- _Instruksi_
1. Terjemahkan kalimat "Manusia adalah hasil dari proses pendidikan." dari kutipan tentang sifat orang berilmu ke dalam bahasa Inggris.
2. Teruskan kutipan tentang sifat orang berilmu mulai setelah kalimat terakhirnya.

- _Kutipan_
# # # # # # #

“KARAKTERISTIK ORANG BERILMU DALAM QS. FAATIR, 35:28”
(SIFAT ORANG BERILMU)
Umi Sa’adah (2117022)
Kelas: B
JURUSAN PENDIDIKAN AGAMA ISLAM
FAKULTAS TARBIYAH DAN ILMU KEGURUAN
INSTITUT AGAMA ISLAM NEGERI (IAIN) PEKALONGAN
2018
PEMBAHASAN
SIFAT ORANG BERILMU dalam QS. FAATHIR, 35:28
A.
Sifat (karakter)
manusia
Manusia adalah
hasil dari proses pendidikan. Dengan mudah hal ini dapat direalisasikan
manakala salah satu dari unsur-unsur pendidikan ini dikaitkan dengan petunjuk
tingkah laku manusia berkenaan dengan obyek-obyek tertentu. Seperti
kecenderungan pandai besi atau tukang kayu, untuk mengetahui
karakteristik-karakteristik bahan material yang dihadapi dalam profesinya. Ini
yang mungkin akan memberi cahaya penerang bagaimana mempercepat kemajuan dalam
bidang ilmu pengetahuan dan teknologi yang tidak diiringi beban yang terlalu
berat oleh kemajuan-kemajuan demi kebahagiaan manusia.
Manusia yang
benar-benar khalifah Allah adalah manusia yang mempunyai kondisi baik,
berperangai halus. Konsep Qur’ani mengenai fitrah baik juga akan mendapatkan
perhatian demi memperjelas permasalahannya. Keselarasan fithrah dengan
kecenderungan-kecenderungan jasmaniah akan dijelaskan dengan rujukan kepada
pengaruh roh (spirit, jiwa) yang memungkinkan bagianya dapat dididik.

# # # # # # #

- _Data Sumber_
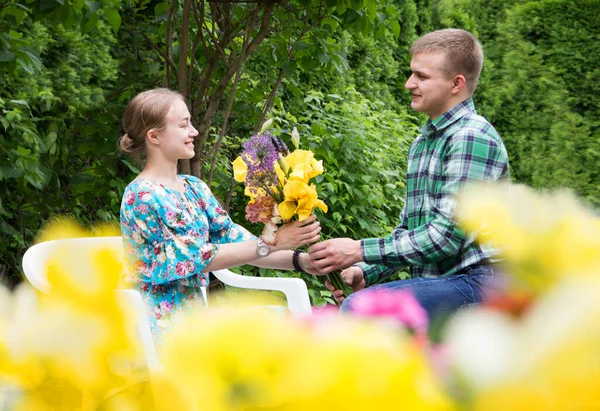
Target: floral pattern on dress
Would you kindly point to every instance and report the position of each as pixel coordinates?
(169, 238)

# # # # # # #

- _Jawaban_
1. Humans are the product of the educational process.

2.
Menurut al-Qur’an manusia menempati posisi istimewa dialam jagat raya
ini. Makna filosofis dari istilah khalifah adalah person yang menggantikan
person lain.[1]
Salah satu kata
yang digunakan dalam ayat yang menunjukkan khalifah yaitu dalam QS Al-Baqarah
ayat 30 yang artinya “apakah engkau akan menjadikan makhluk yang akan membuat
bencana yang membuat pertumpahan darah?”. Pertanyaan malaikat tersebut sebagai
respon terhadap pernyataan pengangkatan khalifah. Manakala ditunjukkan satu
kata yang lain yang menunjuk kepada Adam, maka cukup jelas intisari persoalan
yang dibicarakan.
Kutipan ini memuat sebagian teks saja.